*EXERCISE*:
In the lines below, change "detection pipeline" to "object detector" everywhere it occurs. Leave all other wording untouched.

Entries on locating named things

/---

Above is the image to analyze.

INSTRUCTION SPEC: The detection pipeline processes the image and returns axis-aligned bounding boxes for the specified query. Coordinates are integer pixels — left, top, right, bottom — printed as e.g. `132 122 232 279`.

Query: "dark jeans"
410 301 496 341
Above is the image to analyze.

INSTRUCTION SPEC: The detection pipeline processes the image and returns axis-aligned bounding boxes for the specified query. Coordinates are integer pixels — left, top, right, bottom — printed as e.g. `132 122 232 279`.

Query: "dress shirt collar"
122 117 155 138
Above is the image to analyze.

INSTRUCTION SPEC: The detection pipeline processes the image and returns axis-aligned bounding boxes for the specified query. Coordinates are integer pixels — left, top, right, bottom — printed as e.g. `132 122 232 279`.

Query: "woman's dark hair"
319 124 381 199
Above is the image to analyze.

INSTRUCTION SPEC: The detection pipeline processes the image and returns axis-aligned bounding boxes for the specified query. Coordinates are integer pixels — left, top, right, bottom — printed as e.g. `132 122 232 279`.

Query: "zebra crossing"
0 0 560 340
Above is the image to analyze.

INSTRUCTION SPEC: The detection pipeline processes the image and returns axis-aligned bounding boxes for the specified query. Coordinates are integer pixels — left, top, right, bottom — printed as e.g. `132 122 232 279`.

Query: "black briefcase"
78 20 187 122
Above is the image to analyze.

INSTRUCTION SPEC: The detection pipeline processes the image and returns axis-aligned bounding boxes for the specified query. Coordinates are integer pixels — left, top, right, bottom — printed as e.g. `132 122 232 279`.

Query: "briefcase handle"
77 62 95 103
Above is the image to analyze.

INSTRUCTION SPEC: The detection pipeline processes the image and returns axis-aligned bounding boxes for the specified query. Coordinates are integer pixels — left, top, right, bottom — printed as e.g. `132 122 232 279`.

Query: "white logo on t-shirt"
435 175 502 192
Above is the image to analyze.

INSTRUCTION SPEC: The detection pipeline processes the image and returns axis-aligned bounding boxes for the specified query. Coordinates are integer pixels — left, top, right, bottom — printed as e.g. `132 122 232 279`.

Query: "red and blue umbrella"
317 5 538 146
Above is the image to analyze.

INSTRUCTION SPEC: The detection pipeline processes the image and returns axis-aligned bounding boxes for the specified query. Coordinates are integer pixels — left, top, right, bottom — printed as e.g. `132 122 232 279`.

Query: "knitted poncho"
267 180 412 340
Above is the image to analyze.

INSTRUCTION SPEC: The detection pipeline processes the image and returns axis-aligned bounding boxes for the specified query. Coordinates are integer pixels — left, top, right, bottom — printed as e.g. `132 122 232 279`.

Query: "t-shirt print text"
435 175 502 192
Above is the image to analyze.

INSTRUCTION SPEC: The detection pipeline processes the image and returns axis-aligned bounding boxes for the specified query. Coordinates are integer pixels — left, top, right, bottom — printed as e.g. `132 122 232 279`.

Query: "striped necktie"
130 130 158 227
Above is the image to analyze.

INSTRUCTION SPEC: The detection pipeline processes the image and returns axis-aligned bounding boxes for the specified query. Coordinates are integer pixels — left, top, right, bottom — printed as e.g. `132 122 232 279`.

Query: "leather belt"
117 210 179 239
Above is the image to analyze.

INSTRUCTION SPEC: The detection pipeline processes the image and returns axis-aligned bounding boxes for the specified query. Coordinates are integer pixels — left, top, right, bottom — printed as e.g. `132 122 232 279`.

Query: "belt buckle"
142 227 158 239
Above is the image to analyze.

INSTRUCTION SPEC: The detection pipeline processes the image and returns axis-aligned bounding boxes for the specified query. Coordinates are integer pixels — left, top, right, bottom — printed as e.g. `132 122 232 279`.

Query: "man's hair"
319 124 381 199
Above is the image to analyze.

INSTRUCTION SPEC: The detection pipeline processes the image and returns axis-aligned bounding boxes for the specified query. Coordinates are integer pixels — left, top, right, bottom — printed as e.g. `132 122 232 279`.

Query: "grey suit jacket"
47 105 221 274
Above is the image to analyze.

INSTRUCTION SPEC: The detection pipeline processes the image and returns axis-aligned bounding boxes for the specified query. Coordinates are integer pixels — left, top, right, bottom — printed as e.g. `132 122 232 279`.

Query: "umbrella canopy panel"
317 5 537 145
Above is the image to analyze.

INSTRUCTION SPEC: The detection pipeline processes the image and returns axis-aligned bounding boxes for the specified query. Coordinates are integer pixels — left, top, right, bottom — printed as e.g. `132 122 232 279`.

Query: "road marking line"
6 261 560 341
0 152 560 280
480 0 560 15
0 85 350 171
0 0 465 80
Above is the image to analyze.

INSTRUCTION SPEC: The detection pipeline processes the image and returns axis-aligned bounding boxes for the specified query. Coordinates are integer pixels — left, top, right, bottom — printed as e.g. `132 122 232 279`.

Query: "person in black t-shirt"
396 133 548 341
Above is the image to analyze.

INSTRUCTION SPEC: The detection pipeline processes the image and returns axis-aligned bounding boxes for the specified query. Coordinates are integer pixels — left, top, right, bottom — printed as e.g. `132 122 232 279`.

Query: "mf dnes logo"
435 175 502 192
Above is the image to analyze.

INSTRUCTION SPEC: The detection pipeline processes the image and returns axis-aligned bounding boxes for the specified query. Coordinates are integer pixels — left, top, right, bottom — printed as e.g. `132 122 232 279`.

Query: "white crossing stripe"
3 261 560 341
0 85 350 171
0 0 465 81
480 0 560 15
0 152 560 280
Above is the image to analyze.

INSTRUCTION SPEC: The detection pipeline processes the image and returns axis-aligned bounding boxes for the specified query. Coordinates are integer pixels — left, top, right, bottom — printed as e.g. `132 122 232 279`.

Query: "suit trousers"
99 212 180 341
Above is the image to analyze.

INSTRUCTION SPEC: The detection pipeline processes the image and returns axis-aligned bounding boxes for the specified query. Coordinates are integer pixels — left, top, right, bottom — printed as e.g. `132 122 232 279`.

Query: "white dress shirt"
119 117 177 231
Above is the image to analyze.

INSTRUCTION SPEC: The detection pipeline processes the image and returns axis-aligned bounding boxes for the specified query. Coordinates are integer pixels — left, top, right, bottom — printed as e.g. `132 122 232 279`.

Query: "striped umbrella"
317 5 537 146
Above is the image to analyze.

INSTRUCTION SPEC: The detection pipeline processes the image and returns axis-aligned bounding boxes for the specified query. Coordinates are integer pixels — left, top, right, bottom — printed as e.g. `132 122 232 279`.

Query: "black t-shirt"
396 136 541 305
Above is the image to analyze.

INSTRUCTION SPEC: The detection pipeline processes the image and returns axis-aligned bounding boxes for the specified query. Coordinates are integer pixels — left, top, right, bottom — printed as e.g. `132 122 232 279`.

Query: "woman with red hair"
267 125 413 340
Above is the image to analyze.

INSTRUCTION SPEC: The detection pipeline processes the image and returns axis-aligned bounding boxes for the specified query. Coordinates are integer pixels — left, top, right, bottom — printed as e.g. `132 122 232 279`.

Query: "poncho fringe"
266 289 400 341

\---

*FINISHED TASK*:
Above is the image to analyze.

INSTRUCTION SPEC: The object detector processes the image and returns axis-aligned bounding boxes for the specified query. Coordinates are integer pixels — left, top, right, bottom — printed as e.g. `132 122 232 279`.

Query: "dark jeans"
410 301 496 341
Above is the image to analyze.

INSTRUCTION SPEC: The object detector processes the image and returns axis-aligned bounding boxes for the specified query. Coordinates are integer pixels — left, top, right, bottom — printed as e.g. `132 122 232 279`.

Query: "dress shirt collar"
122 117 155 138
Above is the image to analyze.

INSTRUCTION SPEC: The object detector processes the image and returns axis-aligned bounding boxes for the specified query. Coordinates are integer pixels — left, top, right, bottom — printed as e.g. `132 122 232 279`.

Query: "woman's dark hair"
319 124 381 199
Above is the image to analyze.

INSTRUCTION SPEC: The object detector processes the image and returns axis-aligned bounding boxes for the specified query. Coordinates are integer pixels — left, top, right, bottom — printed as e.g. `132 122 232 279`.

Query: "zebra crossing"
0 0 560 340
Above is the image to analyze.

INSTRUCTION SPEC: The object detector processes the image and returns axis-aligned bounding boxes for the specified query. Coordinates are integer pixels — left, top, right, bottom — printed as e.g. `132 122 232 279`.

Query: "black briefcase"
78 20 187 122
Above is the image to analyze.

INSTRUCTION SPEC: The object detector processes the image and returns axis-aligned bounding boxes for the specified query. Coordinates are integer pixels — left, top, right, bottom — printed as e.g. `132 122 232 279`.

Query: "briefcase handle"
77 62 95 103
Above is the image to analyze.

INSTRUCTION SPEC: The object detector processes the image and returns axis-aligned bounding boxes for the specified query. Coordinates are integer pixels — left, top, right, bottom — printed as e.g. `132 122 232 279`.

Query: "white logo on t-shirt"
435 175 502 192
Above is the image to analyze.

INSTRUCTION SPEC: The object detector processes the image and returns axis-aligned bounding boxes for the specified query. Coordinates are integer pixels — left, top, right, bottom — printed as e.g. `132 122 232 279`.

Query: "red and blue umbrella"
317 5 538 146
Above is the image to analyze.

INSTRUCTION SPEC: The object detector processes the image and returns axis-aligned bounding boxes for the specified query. Coordinates are integer pixels — left, top, right, bottom — printed as e.g. `132 122 232 279`.

Query: "knitted poncho"
267 180 412 340
Above is the image to analyze.

INSTRUCTION SPEC: The object detector processes the image and returns axis-aligned bounding boxes for the specified query. Coordinates are integer pixels — left, top, right, bottom — printed as e.g. `132 122 232 279`.

Query: "t-shirt print text"
435 175 502 192
Above is the image to analyze.

INSTRUCTION SPEC: The object detector processes the image and returns axis-aligned bounding boxes for the specified query. Coordinates are integer pixels — left, top, right, bottom — printed as e.g. `132 122 232 279`.

Query: "striped necktie"
130 130 158 227
Above is the image to analyze.

INSTRUCTION SPEC: The object detector processes the image and returns axis-aligned bounding boxes for the specified query. Coordinates are integer pixels — left, top, right, bottom — printed as e.g. `132 122 232 279`.

Query: "leather belt"
117 210 179 239
Above is the image to analyze.

INSTRUCTION SPEC: The object detector processes the image and returns axis-aligned bounding boxes for the specified query. Coordinates are integer pixels — left, top, right, bottom — printed as e.g. `132 122 232 279`.

Query: "belt buckle"
142 227 158 239
Above is the image to analyze.

INSTRUCTION SPEC: The object detector processes the image and returns axis-aligned bounding boxes for the specified query. Coordinates are integer pixels — left, top, right, bottom — printed as e.g. `132 122 232 279`.

Query: "man's hair"
319 124 381 199
Above is the image to analyze.

INSTRUCTION SPEC: The object detector processes the image and returns axis-aligned bounding boxes for the specified query. Coordinates are integer pixels — left, top, right, bottom — printed as e.g. `132 122 232 279`.

Query: "grey suit jacket"
47 105 221 274
Above is the image to analyze.

INSTRUCTION SPEC: The object detector processes the image and returns axis-aligned bounding boxes for the specified query. Coordinates are integer pixels — left, top, right, bottom — printed as e.g. `132 122 232 279`.

Query: "umbrella canopy panel"
317 5 537 145
Above is the image to analyze.

INSTRUCTION SPEC: The object detector processes the image and returns axis-aligned bounding boxes for the specified query. Coordinates are integer pixels — left, top, right, bottom — printed as e.g. `132 122 232 279`.

Query: "road marking line"
6 261 560 341
0 152 560 280
480 0 560 15
0 85 350 171
0 0 465 80
Above is the image to analyze.

INSTRUCTION SPEC: The object detector processes the image and returns axis-aligned bounding boxes for the specified query. Coordinates are integer pixels — left, top, right, bottom — printed as e.g. `132 122 232 279`.

Query: "person in black t-shirt"
396 133 548 341
Above is the image to analyze.

INSTRUCTION SPEC: The object detector processes the image and returns axis-aligned bounding boxes for the specified query. Coordinates are integer pixels — left, top, right, bottom — printed as e.g. `132 122 232 279`.

Query: "mf dnes logo"
435 175 502 192
Above is the image to analyze.

INSTRUCTION SPEC: The object detector processes the image and returns axis-aligned bounding boxes for the specified query. Coordinates are integer pixels — left, top, right, bottom — printed as e.g. `132 122 232 279`.

Query: "white crossing stripe"
3 261 560 341
0 85 350 171
0 0 465 81
480 0 560 15
0 152 560 280
Above is the image to analyze.

INSTRUCTION SPEC: The object detector processes the image and returns axis-aligned bounding boxes for the specified query. Coordinates are integer pixels — left, top, right, bottom — printed as e.g. `132 122 232 279`.

Query: "suit trousers"
99 212 180 341
Above is the image to analyze.

INSTRUCTION SPEC: The object detector processes the image and returns axis-aligned bounding boxes for the specified query. Coordinates are integer pixels — left, top, right, bottom — printed as e.g. `132 122 232 279`.

Query: "white dress shirt"
119 117 177 231
Above is the image to analyze.

INSTRUCTION SPEC: The object detector processes the image and returns axis-aligned bounding boxes for the specified query. Coordinates are integer pixels — left, top, right, bottom — printed as e.g. `132 122 232 279`.

Query: "striped umbrella"
317 5 537 146
Above is the image to analyze.

INSTRUCTION SPEC: The object detector processes the image and returns axis-aligned bounding boxes for the specified query. Coordinates are integer pixels — left, top, right, bottom — printed as e.g. `132 122 232 279`.

Query: "black t-shirt"
396 136 541 305
Above is the image to analyze.

INSTRUCTION SPEC: The object detector processes the image and returns axis-aligned bounding boxes for the specified query. Coordinates are integer pixels — left, top, right, bottom — printed as e.g. `132 122 232 279`.

Query: "woman with red hair"
267 125 413 340
Above is the image to analyze.

INSTRUCTION SPEC: The object detector processes the image and returns axis-aligned bounding boxes for the specified query. Coordinates are integer pixels — left, top, right, bottom — printed as e.g. `132 122 232 279`.

Query: "poncho fringe"
266 289 400 341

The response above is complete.